## [WORK TO BE COMPLETED]
Identify, in the records below, every line where the string "pendant" appears, and copy each such line.

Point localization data

________________________

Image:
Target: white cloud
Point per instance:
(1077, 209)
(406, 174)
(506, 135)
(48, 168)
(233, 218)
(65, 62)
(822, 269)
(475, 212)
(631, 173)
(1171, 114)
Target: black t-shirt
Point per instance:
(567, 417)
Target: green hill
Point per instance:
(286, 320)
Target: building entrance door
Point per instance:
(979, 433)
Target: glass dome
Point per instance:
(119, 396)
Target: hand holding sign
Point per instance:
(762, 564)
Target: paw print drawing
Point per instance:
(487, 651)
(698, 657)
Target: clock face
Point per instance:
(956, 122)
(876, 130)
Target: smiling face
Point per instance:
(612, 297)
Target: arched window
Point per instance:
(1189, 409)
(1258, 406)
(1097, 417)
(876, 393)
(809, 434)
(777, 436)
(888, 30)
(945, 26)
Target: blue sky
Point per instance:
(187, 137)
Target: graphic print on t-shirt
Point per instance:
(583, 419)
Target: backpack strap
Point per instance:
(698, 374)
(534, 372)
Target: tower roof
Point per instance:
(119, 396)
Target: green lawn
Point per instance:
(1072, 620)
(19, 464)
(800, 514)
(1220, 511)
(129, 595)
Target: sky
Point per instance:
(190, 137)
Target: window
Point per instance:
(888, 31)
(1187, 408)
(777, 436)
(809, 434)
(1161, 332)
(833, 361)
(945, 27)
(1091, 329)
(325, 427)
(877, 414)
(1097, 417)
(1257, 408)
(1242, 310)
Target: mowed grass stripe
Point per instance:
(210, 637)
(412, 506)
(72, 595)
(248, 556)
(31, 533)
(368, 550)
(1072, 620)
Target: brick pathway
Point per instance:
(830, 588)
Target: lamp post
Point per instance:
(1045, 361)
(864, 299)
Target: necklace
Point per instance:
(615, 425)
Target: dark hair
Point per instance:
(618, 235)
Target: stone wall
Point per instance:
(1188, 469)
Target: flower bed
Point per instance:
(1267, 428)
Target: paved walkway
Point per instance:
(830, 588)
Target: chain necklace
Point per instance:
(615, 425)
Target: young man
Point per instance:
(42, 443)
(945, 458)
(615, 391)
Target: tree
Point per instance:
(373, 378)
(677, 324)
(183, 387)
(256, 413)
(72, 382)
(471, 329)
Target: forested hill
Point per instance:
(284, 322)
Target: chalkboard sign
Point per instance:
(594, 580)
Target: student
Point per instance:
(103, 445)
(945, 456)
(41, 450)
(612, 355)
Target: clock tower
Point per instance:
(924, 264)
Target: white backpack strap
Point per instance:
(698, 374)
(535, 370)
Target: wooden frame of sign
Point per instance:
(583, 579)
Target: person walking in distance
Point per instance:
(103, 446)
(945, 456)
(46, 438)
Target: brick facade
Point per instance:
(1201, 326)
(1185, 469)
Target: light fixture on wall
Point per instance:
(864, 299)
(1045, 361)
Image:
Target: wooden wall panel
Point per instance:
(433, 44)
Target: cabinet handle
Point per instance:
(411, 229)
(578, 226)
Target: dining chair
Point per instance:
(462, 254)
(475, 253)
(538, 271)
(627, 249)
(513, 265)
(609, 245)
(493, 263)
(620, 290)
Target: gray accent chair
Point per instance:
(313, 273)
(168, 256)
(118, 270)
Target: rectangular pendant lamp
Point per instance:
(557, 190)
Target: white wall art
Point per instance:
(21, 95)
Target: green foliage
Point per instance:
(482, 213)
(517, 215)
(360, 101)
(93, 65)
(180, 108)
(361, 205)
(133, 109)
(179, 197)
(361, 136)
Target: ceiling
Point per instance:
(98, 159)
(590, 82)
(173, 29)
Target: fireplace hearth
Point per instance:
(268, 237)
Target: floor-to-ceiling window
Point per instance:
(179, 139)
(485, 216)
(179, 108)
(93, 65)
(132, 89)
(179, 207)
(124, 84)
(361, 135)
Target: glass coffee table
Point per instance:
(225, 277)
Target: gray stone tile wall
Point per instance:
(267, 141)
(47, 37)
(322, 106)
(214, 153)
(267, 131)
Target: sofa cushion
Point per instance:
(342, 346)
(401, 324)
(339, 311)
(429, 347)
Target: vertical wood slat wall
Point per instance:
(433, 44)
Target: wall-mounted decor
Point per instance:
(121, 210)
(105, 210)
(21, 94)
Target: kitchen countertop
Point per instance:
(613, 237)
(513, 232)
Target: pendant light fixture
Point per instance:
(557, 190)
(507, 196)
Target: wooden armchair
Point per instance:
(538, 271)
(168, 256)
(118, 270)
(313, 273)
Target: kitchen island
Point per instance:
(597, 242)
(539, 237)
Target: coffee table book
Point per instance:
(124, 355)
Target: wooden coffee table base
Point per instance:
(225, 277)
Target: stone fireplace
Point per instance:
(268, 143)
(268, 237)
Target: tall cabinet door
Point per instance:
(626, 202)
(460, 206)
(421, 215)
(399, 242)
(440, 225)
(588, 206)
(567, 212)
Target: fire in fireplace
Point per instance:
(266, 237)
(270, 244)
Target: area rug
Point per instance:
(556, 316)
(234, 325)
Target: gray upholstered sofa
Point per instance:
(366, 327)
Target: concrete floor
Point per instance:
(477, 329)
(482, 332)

________________________

## [ANSWER SPACE]
Target: rectangular pendant lamp
Target: pendant light fixture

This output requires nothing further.